=== STUDY MATERIAL ===
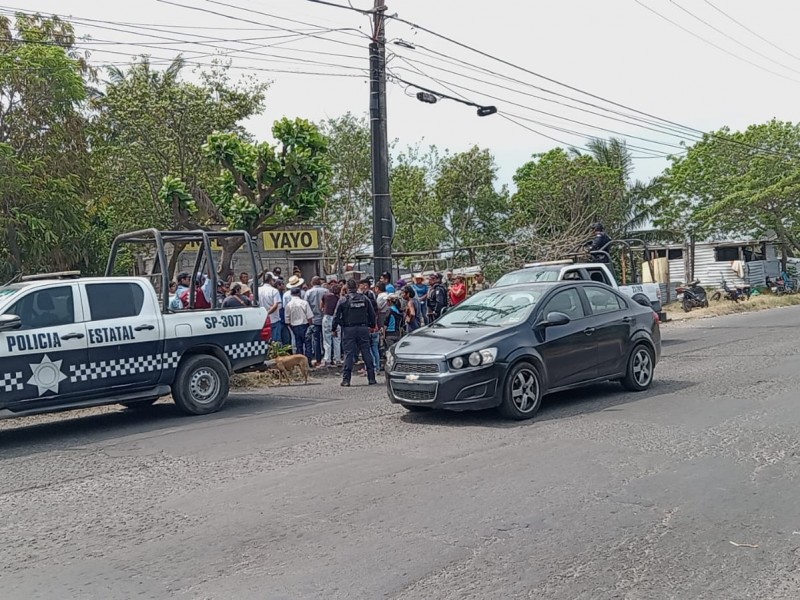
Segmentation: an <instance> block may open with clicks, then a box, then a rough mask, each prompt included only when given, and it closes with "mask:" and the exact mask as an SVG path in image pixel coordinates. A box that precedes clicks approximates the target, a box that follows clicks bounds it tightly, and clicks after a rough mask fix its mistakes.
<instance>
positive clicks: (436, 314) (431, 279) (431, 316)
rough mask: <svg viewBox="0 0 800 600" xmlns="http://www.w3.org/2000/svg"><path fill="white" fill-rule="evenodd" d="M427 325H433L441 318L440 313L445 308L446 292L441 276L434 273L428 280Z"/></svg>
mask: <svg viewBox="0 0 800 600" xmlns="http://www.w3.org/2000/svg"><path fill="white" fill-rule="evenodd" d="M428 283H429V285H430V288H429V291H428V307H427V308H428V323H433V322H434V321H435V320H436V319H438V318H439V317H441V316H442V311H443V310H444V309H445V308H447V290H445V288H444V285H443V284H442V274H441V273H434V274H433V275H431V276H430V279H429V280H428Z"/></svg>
===
All lines from the one containing "rough mask: <svg" to the last line of the material above must be copied exactly, and only those.

COMPLETED TASK -
rough mask: <svg viewBox="0 0 800 600" xmlns="http://www.w3.org/2000/svg"><path fill="white" fill-rule="evenodd" d="M427 325H433L441 318L440 313L445 308L446 292L441 276L434 273L428 280Z"/></svg>
mask: <svg viewBox="0 0 800 600" xmlns="http://www.w3.org/2000/svg"><path fill="white" fill-rule="evenodd" d="M428 283H429V285H430V288H429V291H428V307H427V308H428V323H433V322H434V321H435V320H436V319H438V318H439V317H441V316H442V311H443V310H444V309H445V308H447V290H445V288H444V285H443V284H442V274H441V273H434V274H433V275H431V276H430V279H429V280H428Z"/></svg>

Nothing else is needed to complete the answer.